[WORK ORDER] In the data below, find every line that has the string "face", and copy it.

[INPUT]
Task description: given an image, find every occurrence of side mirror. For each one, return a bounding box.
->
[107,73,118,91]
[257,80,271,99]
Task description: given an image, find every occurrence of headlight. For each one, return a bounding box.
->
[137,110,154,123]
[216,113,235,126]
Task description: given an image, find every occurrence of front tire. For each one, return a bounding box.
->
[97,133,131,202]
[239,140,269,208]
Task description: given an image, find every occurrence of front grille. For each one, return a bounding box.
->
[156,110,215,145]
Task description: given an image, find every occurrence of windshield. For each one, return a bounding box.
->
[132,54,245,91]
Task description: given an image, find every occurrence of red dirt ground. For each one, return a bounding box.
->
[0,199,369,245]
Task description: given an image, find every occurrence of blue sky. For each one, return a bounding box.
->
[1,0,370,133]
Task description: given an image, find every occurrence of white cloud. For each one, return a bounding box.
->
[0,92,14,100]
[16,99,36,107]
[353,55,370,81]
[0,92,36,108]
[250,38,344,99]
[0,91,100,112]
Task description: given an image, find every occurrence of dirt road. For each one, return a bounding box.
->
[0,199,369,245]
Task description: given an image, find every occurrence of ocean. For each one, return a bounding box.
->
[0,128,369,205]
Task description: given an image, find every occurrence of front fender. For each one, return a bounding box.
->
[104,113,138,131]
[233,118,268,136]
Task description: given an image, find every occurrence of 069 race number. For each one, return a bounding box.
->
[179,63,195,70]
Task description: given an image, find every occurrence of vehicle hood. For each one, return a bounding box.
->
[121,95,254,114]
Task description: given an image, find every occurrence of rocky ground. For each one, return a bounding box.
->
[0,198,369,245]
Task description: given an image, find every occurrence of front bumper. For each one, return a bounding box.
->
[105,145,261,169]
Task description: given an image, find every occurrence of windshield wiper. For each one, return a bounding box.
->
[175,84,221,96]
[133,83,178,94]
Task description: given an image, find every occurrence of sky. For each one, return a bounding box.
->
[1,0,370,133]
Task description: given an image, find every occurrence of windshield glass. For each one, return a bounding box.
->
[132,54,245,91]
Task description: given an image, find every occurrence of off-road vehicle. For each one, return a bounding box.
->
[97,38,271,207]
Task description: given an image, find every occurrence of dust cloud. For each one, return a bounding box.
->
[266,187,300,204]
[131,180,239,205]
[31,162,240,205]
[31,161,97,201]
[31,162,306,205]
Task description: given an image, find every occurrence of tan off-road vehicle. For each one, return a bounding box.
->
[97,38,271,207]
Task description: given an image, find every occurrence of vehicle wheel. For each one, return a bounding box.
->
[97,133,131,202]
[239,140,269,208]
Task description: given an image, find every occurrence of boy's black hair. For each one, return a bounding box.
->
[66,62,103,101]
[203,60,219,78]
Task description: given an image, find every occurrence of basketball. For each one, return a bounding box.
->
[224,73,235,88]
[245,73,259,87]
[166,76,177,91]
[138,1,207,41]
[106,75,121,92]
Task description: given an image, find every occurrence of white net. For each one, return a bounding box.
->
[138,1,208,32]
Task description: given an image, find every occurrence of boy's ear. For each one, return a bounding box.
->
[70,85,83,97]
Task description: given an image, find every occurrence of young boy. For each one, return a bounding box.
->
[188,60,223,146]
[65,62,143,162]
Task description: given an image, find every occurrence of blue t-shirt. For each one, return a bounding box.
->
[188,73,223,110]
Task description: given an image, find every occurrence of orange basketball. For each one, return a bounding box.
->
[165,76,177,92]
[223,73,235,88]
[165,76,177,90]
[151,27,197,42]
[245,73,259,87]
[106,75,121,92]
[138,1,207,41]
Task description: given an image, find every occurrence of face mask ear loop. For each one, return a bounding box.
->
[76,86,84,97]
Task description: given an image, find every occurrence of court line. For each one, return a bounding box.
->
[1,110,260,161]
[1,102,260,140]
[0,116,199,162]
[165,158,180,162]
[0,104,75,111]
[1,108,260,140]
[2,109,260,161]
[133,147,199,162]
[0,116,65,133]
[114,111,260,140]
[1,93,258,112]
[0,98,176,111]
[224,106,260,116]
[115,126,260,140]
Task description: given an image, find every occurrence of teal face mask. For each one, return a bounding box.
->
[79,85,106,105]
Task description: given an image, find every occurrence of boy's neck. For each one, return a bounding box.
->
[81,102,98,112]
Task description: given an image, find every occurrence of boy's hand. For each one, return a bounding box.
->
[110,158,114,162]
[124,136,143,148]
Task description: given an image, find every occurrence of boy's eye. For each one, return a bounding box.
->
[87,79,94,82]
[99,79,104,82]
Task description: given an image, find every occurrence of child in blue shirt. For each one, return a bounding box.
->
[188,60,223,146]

[SOLUTION]
Task description: given an image, find every occurrence of face mask ear loop. For each one, return a bounding box.
Task description: given an image, find every occurrence of teal face mask. For each one, return a bounding box.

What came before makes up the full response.